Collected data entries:

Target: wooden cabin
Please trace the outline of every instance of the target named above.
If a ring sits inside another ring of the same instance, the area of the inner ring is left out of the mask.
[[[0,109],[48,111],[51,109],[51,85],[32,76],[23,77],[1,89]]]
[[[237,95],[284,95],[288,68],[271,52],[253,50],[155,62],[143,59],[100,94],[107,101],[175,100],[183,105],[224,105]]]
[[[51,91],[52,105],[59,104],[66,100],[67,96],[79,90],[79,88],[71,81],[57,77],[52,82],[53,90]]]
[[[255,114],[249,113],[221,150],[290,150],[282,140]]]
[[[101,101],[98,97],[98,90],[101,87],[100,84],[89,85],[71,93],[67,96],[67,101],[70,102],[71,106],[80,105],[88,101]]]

Problem statement: Copy every record above exactly as it appears.

Task answer:
Target: wooden cabin
Please trace the outline of every instance of the target named above.
If a ring sits inside another ring of the same instance, the area of the inner ring is left out of the mask.
[[[0,109],[48,111],[51,109],[51,85],[32,76],[23,77],[1,89]]]
[[[237,95],[284,95],[288,68],[271,52],[253,50],[155,62],[143,59],[100,94],[107,101],[175,100],[183,105],[224,105]]]
[[[51,91],[52,105],[59,104],[66,100],[67,96],[79,90],[79,88],[71,81],[57,77],[52,82],[53,90]]]
[[[255,114],[249,113],[221,150],[290,150],[282,140]]]
[[[101,101],[98,97],[98,90],[101,87],[100,84],[89,85],[71,93],[67,96],[67,101],[70,102],[71,106],[80,105],[88,101]]]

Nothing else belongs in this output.